— begin —

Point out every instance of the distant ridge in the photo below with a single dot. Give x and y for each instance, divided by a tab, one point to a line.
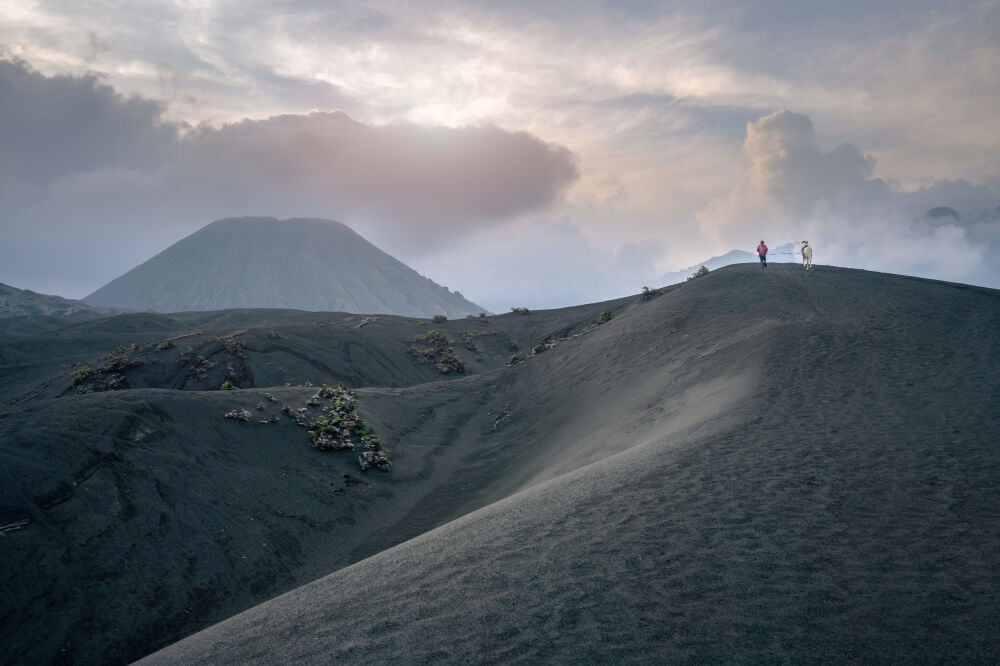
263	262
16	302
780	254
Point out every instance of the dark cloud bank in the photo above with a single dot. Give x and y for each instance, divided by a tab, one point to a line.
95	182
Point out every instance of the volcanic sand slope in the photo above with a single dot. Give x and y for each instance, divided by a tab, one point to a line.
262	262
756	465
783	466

— end —

# Your instructions
Reproduce all of the lines above verbatim, leaving out the pictures.

# Task response
Point out every instance of the distant ridge in the photo below with a single dot. Give x and y for each instance, divided by a tab, one point to a line.
263	262
16	302
780	254
Point out every instance of the dark cloud bank in the photo above with a single dot. Give x and y for each instance, divided by a tab, one point to a line.
95	182
Point out every instance of the volcanic sand slope in the photo above with a single dot. Give x and y for each instance, divided by a tab, one point to a line.
262	262
756	465
783	466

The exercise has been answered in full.